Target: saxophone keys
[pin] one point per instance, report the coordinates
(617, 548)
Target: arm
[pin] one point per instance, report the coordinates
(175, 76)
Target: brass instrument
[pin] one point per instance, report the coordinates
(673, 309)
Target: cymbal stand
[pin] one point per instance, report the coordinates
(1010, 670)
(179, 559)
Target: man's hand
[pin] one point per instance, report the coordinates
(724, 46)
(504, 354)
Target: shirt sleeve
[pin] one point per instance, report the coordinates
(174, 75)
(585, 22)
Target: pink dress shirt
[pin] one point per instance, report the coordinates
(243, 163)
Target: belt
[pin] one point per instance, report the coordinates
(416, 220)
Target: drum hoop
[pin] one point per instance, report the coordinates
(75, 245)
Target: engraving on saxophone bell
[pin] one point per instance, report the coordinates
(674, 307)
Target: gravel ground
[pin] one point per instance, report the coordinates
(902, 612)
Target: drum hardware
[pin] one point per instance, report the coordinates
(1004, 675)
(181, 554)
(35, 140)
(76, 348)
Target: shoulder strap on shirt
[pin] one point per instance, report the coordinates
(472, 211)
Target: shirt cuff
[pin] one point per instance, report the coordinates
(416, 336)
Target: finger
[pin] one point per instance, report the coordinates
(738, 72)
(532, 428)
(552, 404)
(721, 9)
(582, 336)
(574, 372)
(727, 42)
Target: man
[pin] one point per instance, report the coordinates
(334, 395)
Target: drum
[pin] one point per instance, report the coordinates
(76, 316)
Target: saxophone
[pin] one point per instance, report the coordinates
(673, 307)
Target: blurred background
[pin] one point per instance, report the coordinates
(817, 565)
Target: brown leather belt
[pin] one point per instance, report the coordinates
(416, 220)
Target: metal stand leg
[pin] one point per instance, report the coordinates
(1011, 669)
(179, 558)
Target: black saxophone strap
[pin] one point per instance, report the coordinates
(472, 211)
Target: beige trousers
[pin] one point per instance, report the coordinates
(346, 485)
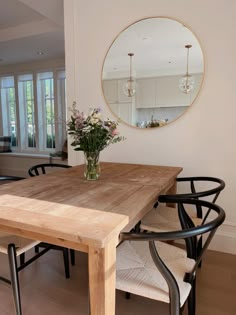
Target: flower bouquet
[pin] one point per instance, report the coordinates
(91, 134)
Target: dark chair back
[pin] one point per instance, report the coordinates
(41, 169)
(190, 234)
(4, 178)
(196, 191)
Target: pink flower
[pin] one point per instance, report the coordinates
(115, 132)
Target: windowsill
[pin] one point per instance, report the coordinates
(31, 155)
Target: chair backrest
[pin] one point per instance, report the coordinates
(189, 232)
(9, 178)
(41, 169)
(214, 187)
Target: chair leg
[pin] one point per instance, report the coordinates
(192, 299)
(22, 258)
(127, 295)
(72, 257)
(199, 249)
(66, 262)
(36, 249)
(14, 277)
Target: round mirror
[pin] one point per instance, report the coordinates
(152, 72)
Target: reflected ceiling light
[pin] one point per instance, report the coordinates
(129, 87)
(40, 53)
(186, 83)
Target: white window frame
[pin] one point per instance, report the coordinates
(58, 76)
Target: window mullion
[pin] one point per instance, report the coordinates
(38, 135)
(19, 127)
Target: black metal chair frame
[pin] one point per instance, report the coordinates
(34, 171)
(15, 269)
(189, 233)
(196, 194)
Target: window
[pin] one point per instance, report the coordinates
(33, 111)
(8, 106)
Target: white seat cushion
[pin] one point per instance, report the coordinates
(136, 272)
(164, 218)
(22, 244)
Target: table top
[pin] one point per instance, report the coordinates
(65, 209)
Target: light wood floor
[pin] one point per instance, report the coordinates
(45, 291)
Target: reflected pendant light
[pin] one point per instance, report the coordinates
(129, 88)
(186, 83)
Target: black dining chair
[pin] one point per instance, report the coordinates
(14, 246)
(154, 269)
(43, 169)
(165, 218)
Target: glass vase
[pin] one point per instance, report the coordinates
(92, 167)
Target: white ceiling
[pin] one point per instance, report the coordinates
(158, 45)
(30, 26)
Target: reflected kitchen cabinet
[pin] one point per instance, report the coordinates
(146, 93)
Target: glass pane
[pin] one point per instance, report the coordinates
(29, 104)
(11, 103)
(50, 113)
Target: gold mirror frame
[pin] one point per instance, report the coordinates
(152, 52)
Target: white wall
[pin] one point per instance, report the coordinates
(202, 140)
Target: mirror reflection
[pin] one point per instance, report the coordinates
(152, 72)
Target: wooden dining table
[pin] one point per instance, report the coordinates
(64, 209)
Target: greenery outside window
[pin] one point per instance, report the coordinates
(32, 111)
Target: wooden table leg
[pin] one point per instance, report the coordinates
(102, 276)
(172, 191)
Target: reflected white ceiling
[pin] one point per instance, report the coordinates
(158, 45)
(28, 27)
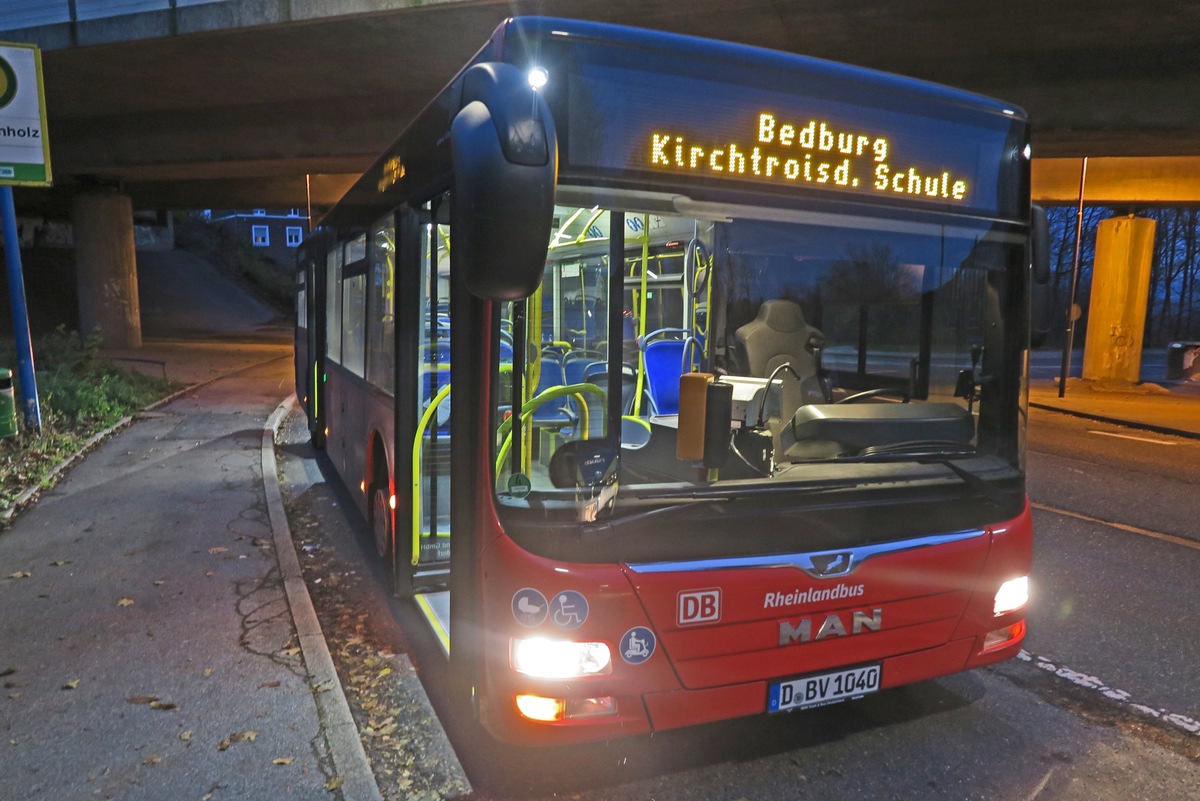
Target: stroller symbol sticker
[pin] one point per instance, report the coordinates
(637, 645)
(569, 609)
(529, 607)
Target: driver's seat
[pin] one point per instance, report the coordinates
(778, 335)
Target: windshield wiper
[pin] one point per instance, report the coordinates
(912, 451)
(942, 452)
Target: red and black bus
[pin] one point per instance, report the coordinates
(683, 380)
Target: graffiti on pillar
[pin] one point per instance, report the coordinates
(1122, 341)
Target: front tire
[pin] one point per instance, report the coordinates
(381, 522)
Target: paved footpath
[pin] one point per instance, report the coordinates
(147, 645)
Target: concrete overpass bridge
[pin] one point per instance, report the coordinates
(232, 103)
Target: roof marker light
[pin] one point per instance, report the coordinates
(538, 77)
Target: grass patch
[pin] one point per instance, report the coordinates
(81, 393)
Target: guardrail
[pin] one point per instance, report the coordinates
(18, 14)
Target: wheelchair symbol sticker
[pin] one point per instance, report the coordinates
(637, 645)
(529, 607)
(569, 609)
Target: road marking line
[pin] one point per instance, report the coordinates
(1183, 722)
(1122, 527)
(1140, 439)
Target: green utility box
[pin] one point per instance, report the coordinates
(7, 405)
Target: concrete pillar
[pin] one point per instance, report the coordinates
(1116, 312)
(106, 267)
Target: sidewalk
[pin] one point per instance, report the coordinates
(150, 648)
(1162, 408)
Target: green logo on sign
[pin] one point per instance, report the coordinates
(7, 83)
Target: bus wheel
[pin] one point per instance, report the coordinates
(381, 521)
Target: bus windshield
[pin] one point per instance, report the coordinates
(750, 348)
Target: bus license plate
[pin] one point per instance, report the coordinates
(823, 688)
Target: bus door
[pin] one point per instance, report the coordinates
(425, 564)
(311, 338)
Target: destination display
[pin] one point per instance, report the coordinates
(700, 130)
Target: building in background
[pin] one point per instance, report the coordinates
(274, 233)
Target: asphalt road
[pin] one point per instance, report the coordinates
(1102, 706)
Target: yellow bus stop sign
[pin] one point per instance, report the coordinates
(24, 148)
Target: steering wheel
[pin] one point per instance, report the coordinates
(877, 391)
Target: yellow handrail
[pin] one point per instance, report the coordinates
(527, 409)
(417, 469)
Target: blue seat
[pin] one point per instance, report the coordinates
(664, 357)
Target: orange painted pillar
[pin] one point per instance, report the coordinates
(1116, 312)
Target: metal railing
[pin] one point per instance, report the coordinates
(16, 14)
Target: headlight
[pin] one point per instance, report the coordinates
(547, 658)
(1012, 595)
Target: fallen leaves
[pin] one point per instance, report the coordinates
(237, 736)
(153, 703)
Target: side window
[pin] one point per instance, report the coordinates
(382, 306)
(334, 303)
(354, 302)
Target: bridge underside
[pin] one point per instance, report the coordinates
(250, 103)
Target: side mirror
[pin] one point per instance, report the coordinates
(583, 463)
(505, 167)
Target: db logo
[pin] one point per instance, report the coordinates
(700, 607)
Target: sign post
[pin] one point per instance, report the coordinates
(24, 161)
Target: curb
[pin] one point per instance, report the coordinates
(1117, 421)
(52, 477)
(351, 762)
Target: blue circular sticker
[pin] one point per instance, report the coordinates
(637, 645)
(529, 607)
(569, 609)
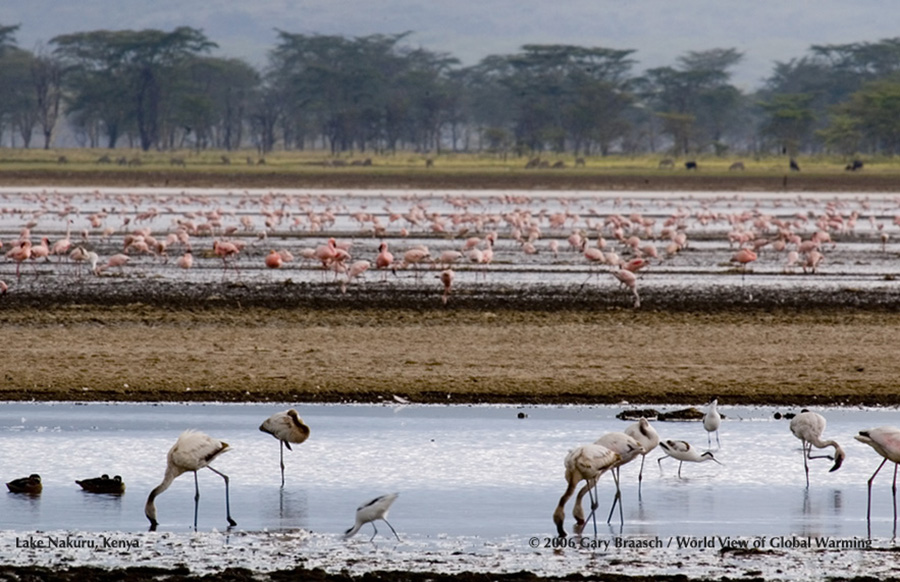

• Work required:
Every line that contains the string "wooden" should be copied from the entries.

• Exercise output:
Target: wooden dining table
Target: wooden table leg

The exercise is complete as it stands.